→ Instruction A
Answer these questions using the Antarctica trip itinerary:
(i) Who do you meet at the welcome dinner on Day 1?
(ii) Why is the extra day in Ushuaia included?
(iii) Who were the past inhabitants of the park?

→ Selected excerpt

§

Sail from Ushuaia to Antarctica and Fly Back to Punta Arenas
Day 1: Ushuaia, Argentina
Arrive in the world's southernmost city, Ushuaia, located at the tip of Tierra del Fuego. Meet your Expedition Leader and fellow adventurers at a welcome dinner this evening.
Day 2: Tierra del Fuego National Park / Maritime & Presidio Museums
This extra day in Ushuaia is included as a "reserve day" if flights are delayed. You don't want to take a chance of missing your sailing tomorrow! But there's plenty to see in the Ushuaia region, too. We've included a half-day tour of scenic Tierra del Fuego National Park, which combines coast, islands, mountains and the southernmost subantarctic Andean forests. Beneath the deciduous lenga, beech and wild cherry trees, we find a moist understory of moss, ferns and peat bog. On easy hikes, look for red fox, guanaco, otter, geese, ducks, woodpeckers and 90 more bird species that are among the native fauna found in the park. The landscape shows typical signs of glacial formation, with broad valleys filled with lakes and rivers alternating between rows of mountain ranges. Throughout the park are signs of its past inhabitants, the Yamanas people.

§

→ Stored items
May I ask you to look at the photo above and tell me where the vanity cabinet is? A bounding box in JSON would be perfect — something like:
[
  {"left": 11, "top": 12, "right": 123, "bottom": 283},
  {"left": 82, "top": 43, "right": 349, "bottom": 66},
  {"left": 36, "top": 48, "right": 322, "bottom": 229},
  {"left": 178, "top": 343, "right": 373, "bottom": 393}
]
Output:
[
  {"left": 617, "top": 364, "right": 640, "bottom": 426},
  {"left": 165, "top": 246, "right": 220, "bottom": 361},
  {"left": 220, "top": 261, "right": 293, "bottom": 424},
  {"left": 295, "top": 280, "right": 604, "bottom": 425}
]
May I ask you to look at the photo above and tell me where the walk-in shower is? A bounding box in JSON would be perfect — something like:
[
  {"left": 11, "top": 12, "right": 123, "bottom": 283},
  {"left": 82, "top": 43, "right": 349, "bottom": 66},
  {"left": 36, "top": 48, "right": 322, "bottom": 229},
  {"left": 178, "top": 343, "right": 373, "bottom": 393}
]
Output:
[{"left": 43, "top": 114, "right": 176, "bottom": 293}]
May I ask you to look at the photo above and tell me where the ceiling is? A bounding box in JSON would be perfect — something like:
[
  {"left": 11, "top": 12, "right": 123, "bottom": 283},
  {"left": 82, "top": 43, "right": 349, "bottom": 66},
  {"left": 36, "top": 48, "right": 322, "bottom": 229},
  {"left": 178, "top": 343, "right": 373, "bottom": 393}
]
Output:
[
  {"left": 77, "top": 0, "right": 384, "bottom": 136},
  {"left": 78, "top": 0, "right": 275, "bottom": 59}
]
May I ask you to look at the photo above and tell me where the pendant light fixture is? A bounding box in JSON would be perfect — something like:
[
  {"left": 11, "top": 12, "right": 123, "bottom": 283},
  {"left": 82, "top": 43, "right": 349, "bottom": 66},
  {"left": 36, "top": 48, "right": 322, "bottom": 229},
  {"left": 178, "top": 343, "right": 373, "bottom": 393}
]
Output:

§

→ Instruction B
In the records, rename "bounding box" to "rectangle" everywhere it appears and keep the rest of the records unchanged.

→ Exercise output A
(i) Your Expedition Leader and fellow adventurers.
(ii) It is a "reserve day" in case flights are delayed.
(iii) The Yamanas people.

→ Exercise output B
May I ask you to look at the photo above and tell me where the vanity cabinet is? A rectangle in JSON would be perfect — something like:
[
  {"left": 11, "top": 12, "right": 123, "bottom": 283},
  {"left": 82, "top": 43, "right": 349, "bottom": 66},
  {"left": 36, "top": 48, "right": 322, "bottom": 229},
  {"left": 178, "top": 343, "right": 373, "bottom": 393}
]
Output:
[
  {"left": 617, "top": 364, "right": 640, "bottom": 426},
  {"left": 165, "top": 246, "right": 220, "bottom": 361},
  {"left": 220, "top": 261, "right": 293, "bottom": 424},
  {"left": 295, "top": 280, "right": 604, "bottom": 425}
]
May I ask you to look at the photo above and tell me where the walk-in shower is? A rectangle in JSON would be perfect — something like:
[
  {"left": 11, "top": 12, "right": 123, "bottom": 283},
  {"left": 82, "top": 43, "right": 349, "bottom": 66},
  {"left": 36, "top": 48, "right": 322, "bottom": 229},
  {"left": 178, "top": 343, "right": 373, "bottom": 393}
]
Output:
[{"left": 43, "top": 114, "right": 176, "bottom": 293}]
May I ask you to look at the photo above and tell me where the ceiling is? A rectangle in JSON would be perfect — something like:
[
  {"left": 11, "top": 12, "right": 123, "bottom": 283},
  {"left": 82, "top": 43, "right": 349, "bottom": 66},
  {"left": 36, "top": 48, "right": 322, "bottom": 229},
  {"left": 178, "top": 343, "right": 373, "bottom": 393}
]
Output:
[
  {"left": 77, "top": 0, "right": 384, "bottom": 136},
  {"left": 78, "top": 0, "right": 275, "bottom": 59}
]
May I ask you to look at the photo above and tell me where the pendant light fixture is? A rectangle in JSON would be perfect — something like:
[
  {"left": 11, "top": 12, "right": 123, "bottom": 283},
  {"left": 82, "top": 43, "right": 349, "bottom": 66},
  {"left": 36, "top": 48, "right": 322, "bottom": 229},
  {"left": 178, "top": 343, "right": 373, "bottom": 393}
]
Output:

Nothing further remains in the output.